§ **PASSAGE SHOWN**

++++++

The core innovation of DeepSeek-R1 lies in its ability to foster sophisticated reasoning skills by rewarding only the correctness of final answers, rather than requiring step-by-step human demonstrations. This method allows the model to discover non-human-like reasoning pathways, including self-checking, verification, and dynamic strategy adjustments. During training, DeepSeek-R1-Zero exhibited a "self-evolution" process, increasing its "thinking time" and developing reflective behaviors such as a notable spike in the use of the word "wait" during problem-solving.

DeepSeek-R1, an enhanced version of R1-Zero, utilizes a multi-stage training framework that integrates rejection sampling, RL, and supervised fine-tuning to improve readability and general language capabilities while retaining strong reasoning. The model employs Group Relative Policy Optimization (GRPO), a variant of PPO, to efficiently train without a separate value model. Notably, DeepSeek has also successfully distilled these advanced reasoning patterns into smaller models, making powerful AI more accessible and energy-efficient.

On challenging benchmarks, DeepSeek-R1 demonstrates impressive performance, achieving a 77.9% pass@1 score on AIME 2024, which further rises to 86.7% with self-consistency decoding. This performance surpasses the average human competitor on the AIME. Despite this significant scientific achievement and its publication in a top-tier journal, Kevin Xu, a prominent observer, noted the apparent lack of attention from Western tech media, stating, "> And of course, the paper got also no attention in the western tech media."

The publication in Nature not only highlights DeepSeek-R1's technical prowess but also sets a procedural precedent for transparency in the AI industry. Reviewers emphasized the importance of such peer-reviewed validation in assessing AI systems, moving beyond self-promotional claims to support findings with solid evidence and reproducible processes. This move is seen as a crucial step towards establishing AI as a scientific discipline, fostering public trust, and curbing industry speculation.

++++++

§ **Dataset records**
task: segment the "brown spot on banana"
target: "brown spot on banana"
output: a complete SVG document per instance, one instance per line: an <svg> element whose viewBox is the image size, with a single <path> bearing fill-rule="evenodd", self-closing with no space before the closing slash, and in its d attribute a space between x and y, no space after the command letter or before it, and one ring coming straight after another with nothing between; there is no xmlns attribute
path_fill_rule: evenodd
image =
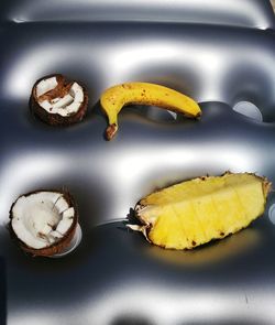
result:
<svg viewBox="0 0 275 325"><path fill-rule="evenodd" d="M100 97L102 110L106 112L109 126L106 138L111 140L118 131L118 115L130 104L158 106L189 118L198 118L201 110L190 97L174 89L150 83L127 83L105 90Z"/></svg>

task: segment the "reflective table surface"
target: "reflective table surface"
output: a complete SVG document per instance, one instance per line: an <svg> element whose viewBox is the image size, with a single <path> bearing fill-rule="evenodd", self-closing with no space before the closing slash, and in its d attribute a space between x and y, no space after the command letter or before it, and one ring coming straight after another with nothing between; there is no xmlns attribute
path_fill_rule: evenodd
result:
<svg viewBox="0 0 275 325"><path fill-rule="evenodd" d="M230 170L275 184L270 2L69 2L2 4L0 321L274 324L274 193L248 229L194 251L153 247L125 228L141 197L182 180ZM81 123L53 128L30 115L32 85L51 73L87 86ZM100 94L132 80L191 96L200 120L132 106L105 141ZM81 240L64 257L33 258L11 240L9 209L22 193L53 187L74 194Z"/></svg>

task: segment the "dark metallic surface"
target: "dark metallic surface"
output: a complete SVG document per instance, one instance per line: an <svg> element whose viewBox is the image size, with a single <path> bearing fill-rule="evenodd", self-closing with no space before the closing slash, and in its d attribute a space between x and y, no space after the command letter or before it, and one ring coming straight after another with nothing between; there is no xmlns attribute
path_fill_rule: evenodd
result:
<svg viewBox="0 0 275 325"><path fill-rule="evenodd" d="M189 252L152 247L121 221L142 196L180 180L230 170L275 183L275 36L264 30L273 25L268 1L239 1L242 10L232 4L237 1L208 1L211 14L204 18L200 2L190 7L193 24L185 15L176 22L187 1L175 1L168 13L154 1L140 11L134 2L121 1L116 11L114 2L79 1L76 19L65 1L47 8L43 1L3 3L0 254L7 263L8 325L275 323L273 193L265 215L250 228ZM207 23L221 22L221 11L227 26ZM148 15L141 23L143 12ZM12 22L22 17L24 23ZM130 22L134 19L140 21ZM32 85L55 72L89 89L90 111L77 126L51 128L30 116ZM125 108L118 137L106 142L100 93L128 80L193 96L201 119ZM245 115L256 120L235 111L243 101ZM78 202L82 240L64 258L28 257L6 229L10 206L22 193L61 186Z"/></svg>

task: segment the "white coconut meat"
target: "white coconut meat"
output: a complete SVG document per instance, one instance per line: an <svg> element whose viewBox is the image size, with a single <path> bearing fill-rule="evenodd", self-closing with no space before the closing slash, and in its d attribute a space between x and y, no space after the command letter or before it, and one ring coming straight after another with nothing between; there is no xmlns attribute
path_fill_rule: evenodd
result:
<svg viewBox="0 0 275 325"><path fill-rule="evenodd" d="M57 86L58 83L56 77L41 80L35 89L38 105L48 113L58 113L62 117L68 117L76 113L84 102L82 87L79 84L74 83L65 96L43 99L43 95L55 89Z"/></svg>
<svg viewBox="0 0 275 325"><path fill-rule="evenodd" d="M67 234L76 213L62 193L37 192L19 197L11 216L18 238L31 248L42 249Z"/></svg>

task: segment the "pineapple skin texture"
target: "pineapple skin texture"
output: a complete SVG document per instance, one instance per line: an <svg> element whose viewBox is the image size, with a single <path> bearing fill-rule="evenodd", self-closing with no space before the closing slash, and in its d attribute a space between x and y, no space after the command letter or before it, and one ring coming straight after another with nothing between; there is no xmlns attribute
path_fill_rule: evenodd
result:
<svg viewBox="0 0 275 325"><path fill-rule="evenodd" d="M155 192L135 210L150 242L193 249L248 227L264 213L270 187L249 173L205 176Z"/></svg>
<svg viewBox="0 0 275 325"><path fill-rule="evenodd" d="M195 100L174 89L150 83L117 85L106 89L100 96L101 108L109 120L109 127L106 130L108 140L111 140L118 131L120 110L130 104L158 106L193 118L199 117L201 113Z"/></svg>

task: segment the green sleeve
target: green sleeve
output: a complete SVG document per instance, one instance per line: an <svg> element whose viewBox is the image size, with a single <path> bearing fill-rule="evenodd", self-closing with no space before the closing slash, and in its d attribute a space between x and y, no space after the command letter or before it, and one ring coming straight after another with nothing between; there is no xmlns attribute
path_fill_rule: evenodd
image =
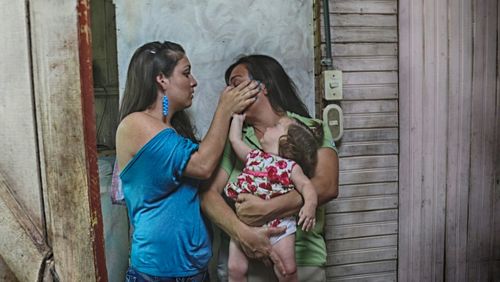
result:
<svg viewBox="0 0 500 282"><path fill-rule="evenodd" d="M319 119L303 117L301 115L298 115L298 114L295 114L292 112L287 112L287 114L289 117L297 118L298 120L300 120L301 122L303 122L309 126L311 126L312 120L321 123L321 125L323 126L323 143L321 144L321 148L331 148L331 149L337 151L337 148L335 147L335 142L333 142L332 132L330 131L328 124L326 124L325 122L323 122Z"/></svg>
<svg viewBox="0 0 500 282"><path fill-rule="evenodd" d="M229 140L226 140L226 145L224 146L224 152L222 153L222 159L220 161L219 167L227 172L227 175L231 175L234 169L234 163L236 161L236 154L231 147Z"/></svg>

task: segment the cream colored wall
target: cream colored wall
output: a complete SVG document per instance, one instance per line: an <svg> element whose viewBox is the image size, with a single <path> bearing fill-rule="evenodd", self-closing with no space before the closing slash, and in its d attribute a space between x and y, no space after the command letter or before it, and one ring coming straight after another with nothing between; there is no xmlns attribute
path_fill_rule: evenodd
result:
<svg viewBox="0 0 500 282"><path fill-rule="evenodd" d="M500 278L496 0L400 0L400 281Z"/></svg>

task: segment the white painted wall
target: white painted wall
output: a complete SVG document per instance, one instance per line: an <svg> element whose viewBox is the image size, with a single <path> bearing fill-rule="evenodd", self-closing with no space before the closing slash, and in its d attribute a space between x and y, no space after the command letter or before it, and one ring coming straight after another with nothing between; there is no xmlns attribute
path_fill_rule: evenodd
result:
<svg viewBox="0 0 500 282"><path fill-rule="evenodd" d="M180 43L198 80L189 110L203 136L223 89L224 72L241 54L280 61L314 114L311 0L115 0L120 95L135 49L149 41Z"/></svg>

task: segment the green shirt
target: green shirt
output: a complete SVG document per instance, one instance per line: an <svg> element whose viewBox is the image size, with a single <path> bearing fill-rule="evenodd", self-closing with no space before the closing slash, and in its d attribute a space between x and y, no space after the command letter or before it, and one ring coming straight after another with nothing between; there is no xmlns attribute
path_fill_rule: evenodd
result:
<svg viewBox="0 0 500 282"><path fill-rule="evenodd" d="M289 117L294 117L305 123L311 124L311 118L299 116L287 112ZM332 134L328 125L323 123L324 138L321 144L322 148L331 148L335 150L335 144L332 141ZM253 149L261 149L260 142L255 136L253 127L247 126L243 129L243 141ZM234 182L243 170L243 162L238 159L229 142L226 143L224 154L221 160L221 167L229 175L229 182ZM295 255L298 266L323 266L326 263L326 245L323 238L325 227L325 207L316 209L316 226L312 231L304 232L297 228L295 239Z"/></svg>

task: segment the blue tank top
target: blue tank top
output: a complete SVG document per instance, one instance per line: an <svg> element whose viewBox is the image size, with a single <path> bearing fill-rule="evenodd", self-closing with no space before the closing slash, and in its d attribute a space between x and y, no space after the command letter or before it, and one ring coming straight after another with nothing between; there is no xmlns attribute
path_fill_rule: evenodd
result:
<svg viewBox="0 0 500 282"><path fill-rule="evenodd" d="M190 276L212 256L198 181L182 174L198 144L167 128L129 161L120 174L133 228L131 266L164 277Z"/></svg>

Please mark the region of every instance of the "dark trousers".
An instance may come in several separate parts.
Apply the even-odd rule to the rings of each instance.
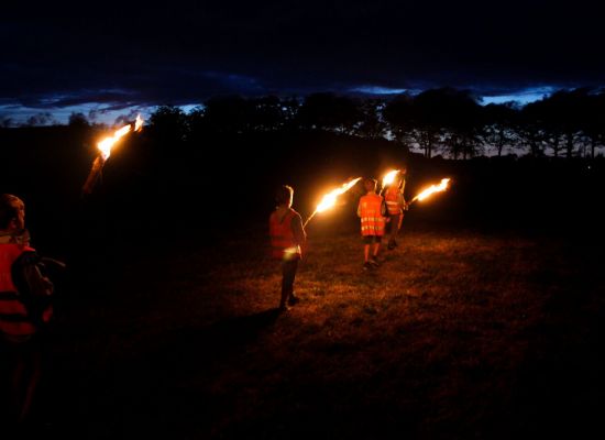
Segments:
[[[282,262],[282,299],[286,300],[294,292],[294,279],[298,270],[298,258]]]

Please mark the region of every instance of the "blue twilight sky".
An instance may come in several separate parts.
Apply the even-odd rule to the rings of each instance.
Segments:
[[[18,2],[14,2],[18,3]],[[0,15],[0,124],[112,124],[212,96],[471,89],[483,103],[605,84],[595,2],[26,2]]]

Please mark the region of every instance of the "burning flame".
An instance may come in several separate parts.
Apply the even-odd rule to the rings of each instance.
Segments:
[[[383,177],[383,188],[387,185],[393,184],[395,177],[397,176],[397,173],[399,173],[399,169],[395,169],[385,174],[385,176]]]
[[[142,128],[143,120],[141,119],[141,114],[138,114],[136,120],[134,121],[134,131],[141,131]],[[111,155],[111,148],[116,142],[118,142],[125,134],[130,133],[131,130],[132,124],[124,125],[121,129],[116,130],[116,133],[113,133],[112,136],[108,136],[97,144],[97,148],[101,152],[103,160],[107,160]]]
[[[360,179],[361,179],[361,177],[354,178],[354,179],[343,184],[340,188],[333,189],[330,193],[328,193],[326,196],[323,196],[323,198],[321,199],[321,201],[319,202],[319,205],[317,206],[315,211],[316,212],[323,212],[324,210],[333,207],[334,204],[337,202],[338,196],[340,196],[341,194],[346,193]]]
[[[418,196],[416,196],[414,200],[425,200],[427,197],[429,197],[433,193],[444,191],[446,189],[448,189],[449,183],[450,183],[449,178],[443,178],[441,179],[441,183],[439,185],[431,185],[430,187],[425,189],[422,193],[420,193]]]

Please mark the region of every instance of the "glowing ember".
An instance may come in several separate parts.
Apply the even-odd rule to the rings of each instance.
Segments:
[[[361,177],[349,180],[348,183],[343,184],[340,188],[332,189],[330,193],[328,193],[326,196],[323,196],[321,198],[321,201],[319,202],[319,205],[315,209],[314,213],[311,213],[309,216],[307,221],[305,221],[304,226],[307,226],[309,220],[311,220],[316,213],[323,212],[324,210],[333,207],[337,202],[338,196],[340,196],[341,194],[346,193],[349,189],[351,189],[360,180],[361,180]]]
[[[430,187],[425,189],[422,193],[420,193],[418,196],[416,196],[414,199],[411,199],[411,201],[425,200],[426,198],[428,198],[429,196],[431,196],[435,193],[444,191],[446,189],[448,189],[449,183],[450,183],[449,178],[443,178],[443,179],[441,179],[441,183],[439,185],[431,185]],[[410,201],[410,204],[411,204],[411,201]]]
[[[140,131],[143,127],[143,120],[141,116],[136,116],[136,121],[134,122],[134,131]],[[132,124],[128,124],[117,130],[112,136],[106,138],[97,144],[97,148],[101,152],[103,160],[107,160],[111,155],[111,148],[122,136],[130,133],[132,130]]]
[[[136,120],[134,121],[134,131],[141,131],[142,128],[143,119],[141,119],[141,114],[138,114]],[[101,174],[101,169],[107,158],[111,154],[111,148],[113,147],[116,142],[118,142],[125,134],[130,133],[132,130],[132,124],[124,125],[121,129],[118,129],[112,136],[106,138],[97,144],[97,148],[99,148],[100,154],[95,158],[95,162],[92,162],[90,173],[88,174],[88,177],[82,186],[82,195],[87,195],[92,191],[92,187],[99,178],[99,175]]]
[[[323,198],[321,199],[321,201],[319,202],[319,205],[317,206],[315,211],[316,212],[323,212],[324,210],[333,207],[334,204],[337,202],[338,196],[340,196],[341,194],[346,193],[360,179],[361,179],[361,177],[354,178],[353,180],[350,180],[346,184],[343,184],[340,188],[333,189],[330,193],[328,193],[326,196],[323,196]]]

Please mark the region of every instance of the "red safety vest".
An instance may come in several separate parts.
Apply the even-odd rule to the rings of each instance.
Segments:
[[[386,188],[386,191],[384,193],[384,198],[386,200],[386,207],[388,208],[388,213],[391,216],[397,216],[403,212],[402,209],[402,193],[399,191],[399,188],[396,186]]]
[[[28,316],[28,309],[19,300],[19,292],[13,283],[11,268],[15,260],[32,248],[20,244],[0,244],[0,333],[12,337],[28,337],[36,332],[36,326]],[[52,316],[48,307],[42,319],[47,322]]]
[[[383,197],[367,194],[360,198],[359,215],[361,217],[362,235],[384,235],[385,218],[381,216]]]
[[[268,221],[272,256],[278,260],[300,258],[300,246],[292,230],[292,220],[297,216],[294,209],[288,208],[286,215],[279,219],[277,211],[274,211]]]

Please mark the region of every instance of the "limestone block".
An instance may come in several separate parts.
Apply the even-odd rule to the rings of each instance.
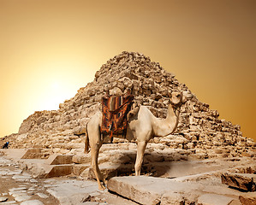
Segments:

++++++

§ **GOAL OF THE EXERCISE**
Print the part of the DeepSeek-R1 passage that opens with the words containing "The publication in" and closes with "curbing industry speculation.". The records are separate material and not part of the DeepSeek-R1 passage.

§ **SOLVED PROBLEM**
The publication in Nature not only highlights DeepSeek-R1's technical prowess but also sets a procedural precedent for transparency in the AI industry. Reviewers emphasized the importance of such peer-reviewed validation in assessing AI systems, moving beyond self-promotional claims to support findings with solid evidence and reproducible processes. This move is seen as a crucial step towards establishing AI as a scientific discipline, fostering public trust, and curbing industry speculation.